» Aufgaben:
1 > Aus welchem Grund solidarisieren sich laut dem Auszug über den Streit um Seehofers Flüchtlingspolitik örtliche Mandatsträger mit der „Union der Mitte“? Antworten Sie in höchstens drei Sätzen.
2 > Führen Sie den Auszug über den Streit um Seehofers Flüchtlingspolitik nach seinem letzten Satz um einen Absatz weiter.

» Auszug:

════════

Fehltritt am Geburtstag
Seehofer hatte am Mittwoch bei der Vorstellung seines Masterplans Migration lächelnd gesagt: "Ausgerechnet an meinem 69. Geburtstag sind 69 – das war von mir nicht so bestellt – Personen nach Afghanistan zurückgeführt worden. Das liegt weit über dem, was bisher üblich war." Da wusste er noch nicht, dass sich ein abgeschobener Afghane, der 23-jährige J. N. Mahmodi, in Kabul gerade das Leben genommen hatte.
Um ihrem Ärger über die Flüchtlingspolitik Luft zu machen, solidarisieren sich dem Magazin zufolge auch örtliche Mandatsträger mit der "Union der Mitte". In einem Brandbrief schrieb demnach der Bürgermeister der bayerischen Gemeinde Hebertshausen, der CSU-Politiker Richard Reischl, seine Partei behandle "manche Menschen wie Dreck", um Stimmen am rechten Rand zu fischen. Darüber vernachlässige die CSU die echten Probleme des Landes, es gehe nur noch "um Wahlen, Machterhalt und Funktion".
CDU und CSU hatten sich zuletzt einen erbitterten Streit über die ultimative Forderung Seehofers geliefert, bestimmte Flüchtlinge in Grenznähe zurückzuschicken. Schließlich verständigte sich die Regierungskoalition darauf, nur jene Flüchtlinge ein Transferverfahren durchlaufen zu lassen, die bereits in einem anderen Land Asyl beantragt haben.

════════

» Datensatz:

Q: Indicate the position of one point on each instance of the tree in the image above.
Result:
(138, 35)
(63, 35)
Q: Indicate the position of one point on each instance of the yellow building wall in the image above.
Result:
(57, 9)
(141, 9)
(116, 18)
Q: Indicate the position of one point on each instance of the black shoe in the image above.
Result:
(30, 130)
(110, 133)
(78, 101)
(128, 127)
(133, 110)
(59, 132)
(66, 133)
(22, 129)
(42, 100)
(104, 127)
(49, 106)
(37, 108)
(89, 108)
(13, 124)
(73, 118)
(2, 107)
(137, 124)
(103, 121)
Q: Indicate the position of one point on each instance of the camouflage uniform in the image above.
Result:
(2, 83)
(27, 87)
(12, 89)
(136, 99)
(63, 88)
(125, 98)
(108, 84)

════════

» Lösungen:
1 > Dem Magazin zufolge wollen sie ihrem Ärger über die Flüchtlingspolitik Luft machen. Als Beispiel nennt der Auszug den Hebertshausener Bürgermeister Richard Reischl. Er wirft der CSU in einem Brandbrief vor, „manche Menschen wie Dreck“ zu behandeln, um Stimmen am rechten Rand zu fischen.

2 >
Absturz in der Wählergunst
Der erbitterte Streit um die Flüchtlingspolitik fällt Seehofer inzwischen auch in der Bevölkerung auf die Füße. In der Wählergunst ist der 69-Jährige abgestürzt: Nach dem jüngsten ZDF-"Politbarometer" rutschte er in der Rangfolge der zehn wichtigsten Politiker weiter ab und belegt mit einem Wert von minus 1,2 den letzten Platz. Ende Juni war er auf einer Skala von plus fünf bis minus fünf noch mit minus 0,3 bewertet worden. Der Wert für Bayerns Ministerpräsident und CSU-Kollege Markus Söder sank übrigens auf minus 0,9 (zuvor minus 0,5), womit er den vorletzten Platz belegt.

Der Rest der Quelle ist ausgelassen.